**設定課題 A**
高木監督に関する記事から、「齢70の中日・高木守道監督は」を含む語句で始まり「いるようです」(中日番記者)」で終わる部分を、一字も変えずに書き写してください。
**設定課題 B**
高木監督に関する記事の最後の一文の後を引き取り、続きを書いてください。

齢70の中日・高木守道監督は、自らに課せられた課題をよく自覚しているようだ。それは「3連覇」……ではなく、「落合博満前監督カラーの払拭」だ。
「若い頃と違い、ゆったりと野球が見られるし、欲もなくなったよ。余計なことはしないでもいいんじゃないか」
達観した雰囲気でそう語り、投手部門は3歳年長の権藤博・投手コーチに任せきり。本人はキャンプで毎日100人のファンにサインを実行して、中日OBを呆れさせた。
「導入されることが決まった予告先発制は、高木監督にとって渡りに船でしょう。“開幕戦は山本昌、第2戦は川上憲伸”と、懐かしい名前を揃えると決めていた。勝敗を度外視しても、地元重視の選手起用で、集客力アップを狙っているようです」(中日番記者)

**データセット部**
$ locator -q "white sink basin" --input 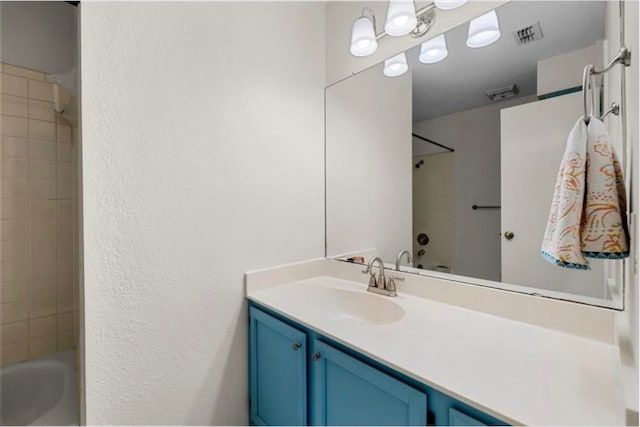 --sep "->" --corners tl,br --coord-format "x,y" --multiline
305,286 -> 404,325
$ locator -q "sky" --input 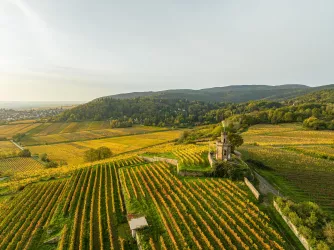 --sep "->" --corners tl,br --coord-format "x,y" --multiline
0,0 -> 334,101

**課題出力 A**
齢70の中日・高木守道監督は、自らに課せられた課題をよく自覚しているようだ。それは「3連覇」……ではなく、「落合博満前監督カラーの払拭」だ。
「若い頃と違い、ゆったりと野球が見られるし、欲もなくなったよ。余計なことはしないでもいいんじゃないか」
達観した雰囲気でそう語り、投手部門は3歳年長の権藤博・投手コーチに任せきり。本人はキャンプで毎日100人のファンにサインを実行して、中日OBを呆れさせた。
「導入されることが決まった予告先発制は、高木監督にとって渡りに船でしょう。“開幕戦は山本昌、第2戦は川上憲伸”と、懐かしい名前を揃えると決めていた。勝敗を度外視しても、地元重視の選手起用で、集客力アップを狙っているようです」(中日番記者)

**課題出力 B**
さて気になるのは成績だ。投手陣はもともと鉄壁だけに、
「下手にいじろうとしていない分、安心できる。昨季の59敗から少し後退するが、65敗程度じゃないか」
中日OBはこう語る。
しかし、今年40歳の和田一浩や同じく42歳の谷繁元信の後継者が育っておらず、補強も44歳の山崎武司のみ。35歳の荒木雅博、37歳の井端弘和と、スタメンは軒並み30代後半という超高齢打線である。
そんな状況を察してか、高木監督は新人・高橋周平の売り込みに熱心だが、選手とのコミュニケーションには問題が残る。
「若手とは話をするが、中堅以上の選手とは口もきかない。そりゃあ、息子(レギュラー選手)より孫(若手)が可愛いのは分からないではないですが……」(前出のOB)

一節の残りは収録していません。